### [Tarefa proposta A]
Transcreva do texto sobre a condenação do Brasil pela Corte Interamericana o trecho entre "Mais uma condenação" e "fundamentais constitucionalmente consagrados.", inclusive.
### [Tarefa proposta B]
Liste as instituições citadas pelo nome no texto sobre a condenação do Brasil pela Corte Interamericana, mencionando cada uma apenas uma vez.
### [Tarefa proposta C]
Retome o texto sobre a condenação do Brasil pela Corte Interamericana de Direitos Humanos a partir do ponto em que ele termina.

### [Trecho selecionado]
----
Mais uma condenação do Brasil pela Corte Interamericana de Direitos Humanos
20 de dezembro de 2024, 8h00
A despeito dos importantes avanços no que diz respeito ao “status” atribuído pelo Supremo Tribunal Federal aos tratados de direitos humanos e ao número significativo de julgados nos quais tais documentos têm sido utilizados como fundamento das decisões de nossa Suprema Corte, ademais da existência de diversos tratados aprovados pelo Congresso Nacional mediante o procedimento legislativo democraticamente reforçado previsto no artigo 5º, parágrafo 3º, da Constituição Federal (CF), o fato é que o déficit de implementação em alguns setores ainda é evidente, revelando uma persistente ausência de eficácia social da normativa humanitária internacional, que, de resto, também se aplica à boa parte dos direitos fundamentais constitucionalmente consagrados.
----
### [Registros de dados]
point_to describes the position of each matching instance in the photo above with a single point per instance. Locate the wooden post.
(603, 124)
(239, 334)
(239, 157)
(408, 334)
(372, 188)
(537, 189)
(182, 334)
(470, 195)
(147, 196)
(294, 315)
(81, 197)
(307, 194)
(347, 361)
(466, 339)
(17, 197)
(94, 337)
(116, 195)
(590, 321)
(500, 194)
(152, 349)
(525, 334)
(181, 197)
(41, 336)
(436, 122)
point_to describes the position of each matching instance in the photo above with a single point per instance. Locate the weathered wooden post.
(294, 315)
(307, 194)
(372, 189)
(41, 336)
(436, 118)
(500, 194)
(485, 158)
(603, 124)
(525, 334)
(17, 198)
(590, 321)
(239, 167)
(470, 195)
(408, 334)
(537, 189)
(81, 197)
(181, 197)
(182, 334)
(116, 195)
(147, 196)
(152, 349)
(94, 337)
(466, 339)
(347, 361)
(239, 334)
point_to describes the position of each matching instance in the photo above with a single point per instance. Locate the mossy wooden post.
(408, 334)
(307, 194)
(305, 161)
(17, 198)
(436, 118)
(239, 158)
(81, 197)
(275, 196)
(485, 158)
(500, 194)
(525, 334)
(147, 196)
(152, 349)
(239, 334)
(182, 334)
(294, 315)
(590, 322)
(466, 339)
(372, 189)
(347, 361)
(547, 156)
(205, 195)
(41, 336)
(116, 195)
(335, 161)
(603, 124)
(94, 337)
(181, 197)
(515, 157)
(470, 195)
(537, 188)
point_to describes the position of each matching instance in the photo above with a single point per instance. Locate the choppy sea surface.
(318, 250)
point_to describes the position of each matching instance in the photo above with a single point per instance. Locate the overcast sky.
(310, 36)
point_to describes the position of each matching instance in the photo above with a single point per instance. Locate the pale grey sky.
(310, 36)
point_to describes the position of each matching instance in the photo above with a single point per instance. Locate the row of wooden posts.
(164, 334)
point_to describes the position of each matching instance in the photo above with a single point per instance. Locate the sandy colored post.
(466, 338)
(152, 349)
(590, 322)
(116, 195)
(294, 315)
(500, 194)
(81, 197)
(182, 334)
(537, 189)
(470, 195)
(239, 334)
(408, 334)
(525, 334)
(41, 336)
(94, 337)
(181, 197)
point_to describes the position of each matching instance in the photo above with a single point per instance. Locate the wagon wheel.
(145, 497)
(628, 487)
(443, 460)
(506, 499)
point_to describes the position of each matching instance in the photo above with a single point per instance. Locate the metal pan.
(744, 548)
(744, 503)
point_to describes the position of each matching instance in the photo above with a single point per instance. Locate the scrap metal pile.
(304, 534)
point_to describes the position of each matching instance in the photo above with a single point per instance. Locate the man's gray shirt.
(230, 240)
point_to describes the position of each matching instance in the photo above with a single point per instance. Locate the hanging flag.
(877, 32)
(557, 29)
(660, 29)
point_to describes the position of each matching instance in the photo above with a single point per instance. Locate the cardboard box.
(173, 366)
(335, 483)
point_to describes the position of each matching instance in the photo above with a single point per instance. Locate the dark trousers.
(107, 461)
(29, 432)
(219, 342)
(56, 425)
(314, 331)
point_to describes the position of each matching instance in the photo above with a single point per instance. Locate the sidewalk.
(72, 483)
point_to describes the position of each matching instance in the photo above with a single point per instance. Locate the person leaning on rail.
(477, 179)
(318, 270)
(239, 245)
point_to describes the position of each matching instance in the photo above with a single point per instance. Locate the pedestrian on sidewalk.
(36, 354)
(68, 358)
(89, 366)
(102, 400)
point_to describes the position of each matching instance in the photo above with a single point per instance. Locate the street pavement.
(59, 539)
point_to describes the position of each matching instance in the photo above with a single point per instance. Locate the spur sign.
----
### [Resposta A]
Mais uma condenação do Brasil pela Corte Interamericana de Direitos Humanos
20 de dezembro de 2024, 8h00
A despeito dos importantes avanços no que diz respeito ao “status” atribuído pelo Supremo Tribunal Federal aos tratados de direitos humanos e ao número significativo de julgados nos quais tais documentos têm sido utilizados como fundamento das decisões de nossa Suprema Corte, ademais da existência de diversos tratados aprovados pelo Congresso Nacional mediante o procedimento legislativo democraticamente reforçado previsto no artigo 5º, parágrafo 3º, da Constituição Federal (CF), o fato é que o déficit de implementação em alguns setores ainda é evidente, revelando uma persistente ausência de eficácia social da normativa humanitária internacional, que, de resto, também se aplica à boa parte dos direitos fundamentais constitucionalmente consagrados.

### [Resposta B]
Corte Interamericana de Direitos Humanos
Supremo Tribunal Federal
Congresso Nacional

### [Resposta C]
Tal cenário se deve ao fato de que, com as duas sentenças publicadas pela Corte Interamericana de Direitos Humanos (CIDH), o Brasil já foi julgado 14 vezes, tendo sido condenado em 13 ocasiões, ou seja, mais de 90% dos casos.
No caso Leite de Souza e Outros Contra o Brasil, mediante sentença proferida em 04 de julho de 2024, a CIDH declarou o Brasil internacionalmente responsável pelo desaparecimento forçado de 11 jovens afrodescendentes, residentes na Favela de Acari, ocorrido em 26 de julho de 1990, bem como em virtude das graves falhas, em especial a demora, nas investigações subsequentes, incluindo o homicídio de duas familiares que impulsionaram as investigações dos desaparecimentos. O caso ficou conhecido como a “Chacina de Acari”, tragicamente notabilizado, além do destino das vítimas, por quase trinta e cinco anos de impunidade e pelo fato de que os corpos dos jovens jamais foram encontrados.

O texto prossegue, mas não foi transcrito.